** Assignment **
Count how many lines of the listing contain "mountain", then give that number and nothing more.

** Data section **
[Start of Attachment]
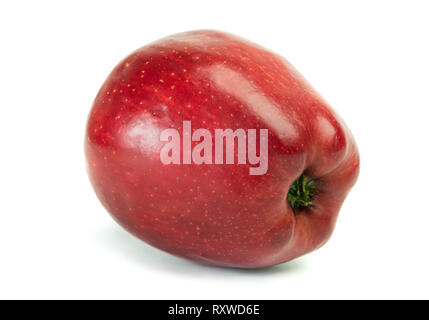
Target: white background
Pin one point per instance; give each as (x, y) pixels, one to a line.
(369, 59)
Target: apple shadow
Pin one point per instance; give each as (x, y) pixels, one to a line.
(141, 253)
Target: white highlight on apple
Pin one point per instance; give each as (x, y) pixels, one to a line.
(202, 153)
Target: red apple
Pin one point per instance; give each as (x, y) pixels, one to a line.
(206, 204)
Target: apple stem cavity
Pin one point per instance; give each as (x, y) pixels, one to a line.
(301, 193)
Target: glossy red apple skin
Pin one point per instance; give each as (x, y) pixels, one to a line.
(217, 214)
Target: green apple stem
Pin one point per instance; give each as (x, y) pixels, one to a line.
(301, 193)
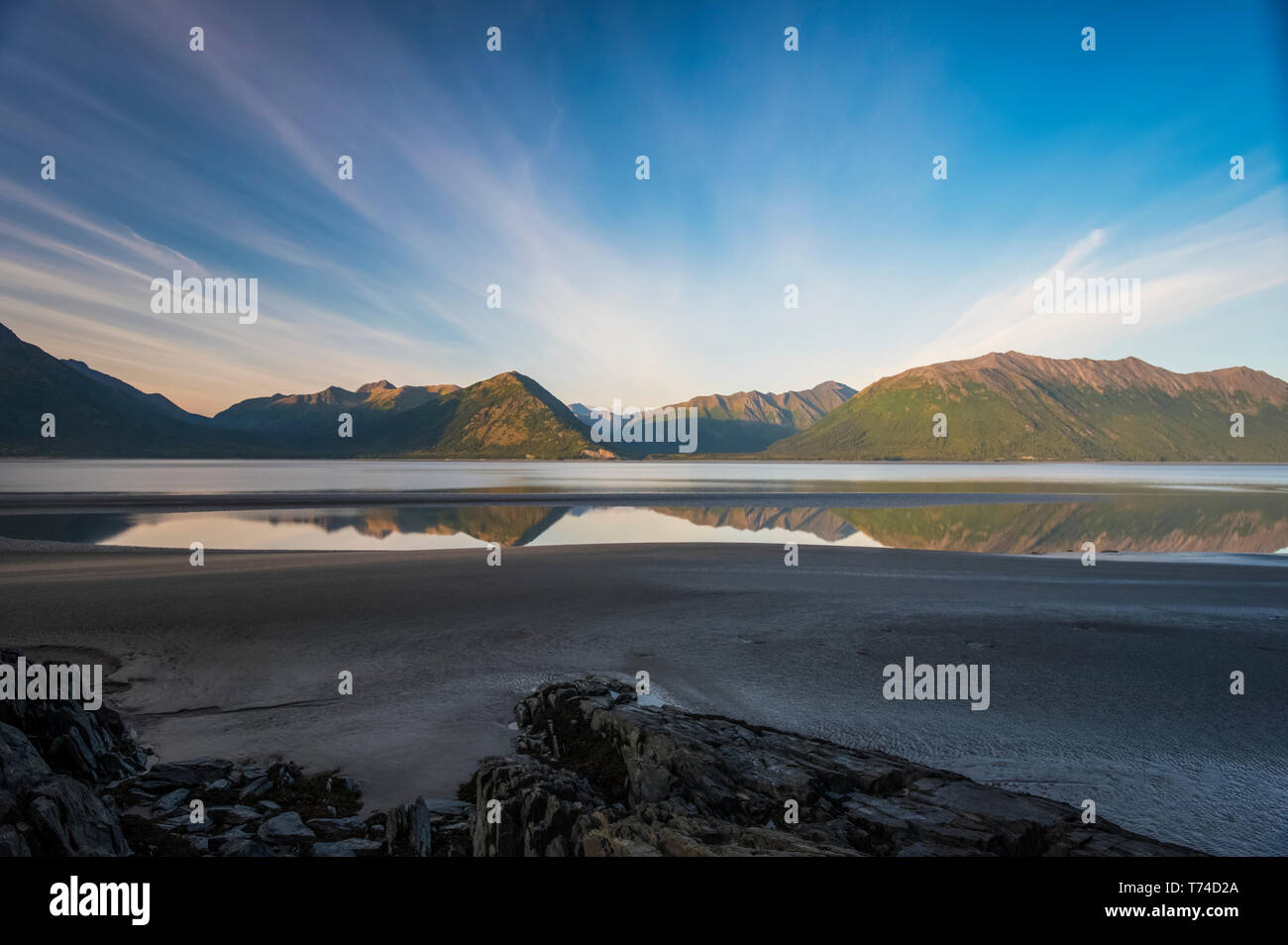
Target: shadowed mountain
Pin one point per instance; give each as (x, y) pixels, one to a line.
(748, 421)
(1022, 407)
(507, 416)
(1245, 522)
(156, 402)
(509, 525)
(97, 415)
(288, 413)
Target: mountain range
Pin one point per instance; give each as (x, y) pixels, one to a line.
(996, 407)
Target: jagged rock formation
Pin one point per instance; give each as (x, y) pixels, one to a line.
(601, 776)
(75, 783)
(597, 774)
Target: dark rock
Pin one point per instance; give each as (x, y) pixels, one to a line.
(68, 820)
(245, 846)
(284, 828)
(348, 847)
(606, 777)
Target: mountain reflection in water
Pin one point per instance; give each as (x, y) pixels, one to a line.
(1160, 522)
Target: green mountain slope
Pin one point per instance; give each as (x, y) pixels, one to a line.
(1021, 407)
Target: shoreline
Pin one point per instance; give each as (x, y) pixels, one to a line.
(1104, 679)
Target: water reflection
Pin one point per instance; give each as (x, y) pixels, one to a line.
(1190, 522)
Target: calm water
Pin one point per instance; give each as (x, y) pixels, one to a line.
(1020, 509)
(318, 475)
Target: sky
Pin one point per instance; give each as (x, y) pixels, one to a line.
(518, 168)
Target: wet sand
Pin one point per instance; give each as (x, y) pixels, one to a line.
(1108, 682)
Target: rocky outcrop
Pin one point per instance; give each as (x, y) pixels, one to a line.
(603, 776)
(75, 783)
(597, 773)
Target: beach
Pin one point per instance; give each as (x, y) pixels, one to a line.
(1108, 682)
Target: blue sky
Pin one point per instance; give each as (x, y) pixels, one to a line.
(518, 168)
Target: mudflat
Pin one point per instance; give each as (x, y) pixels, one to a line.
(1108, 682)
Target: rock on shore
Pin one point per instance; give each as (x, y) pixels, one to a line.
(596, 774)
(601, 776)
[End of Attachment]
[Start of Attachment]
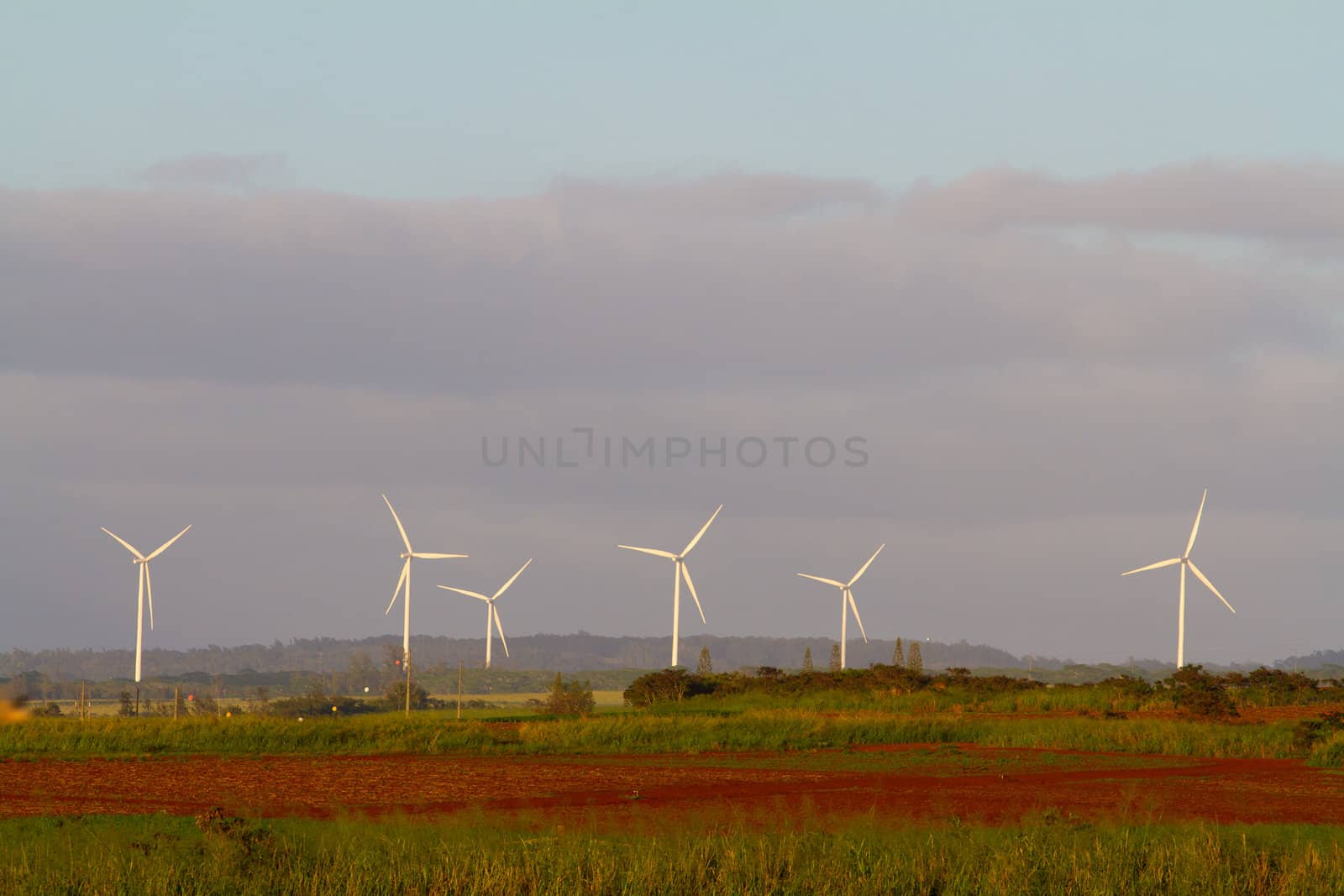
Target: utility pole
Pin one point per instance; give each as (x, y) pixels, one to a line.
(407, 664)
[End of Attachment]
** Solution to this task **
4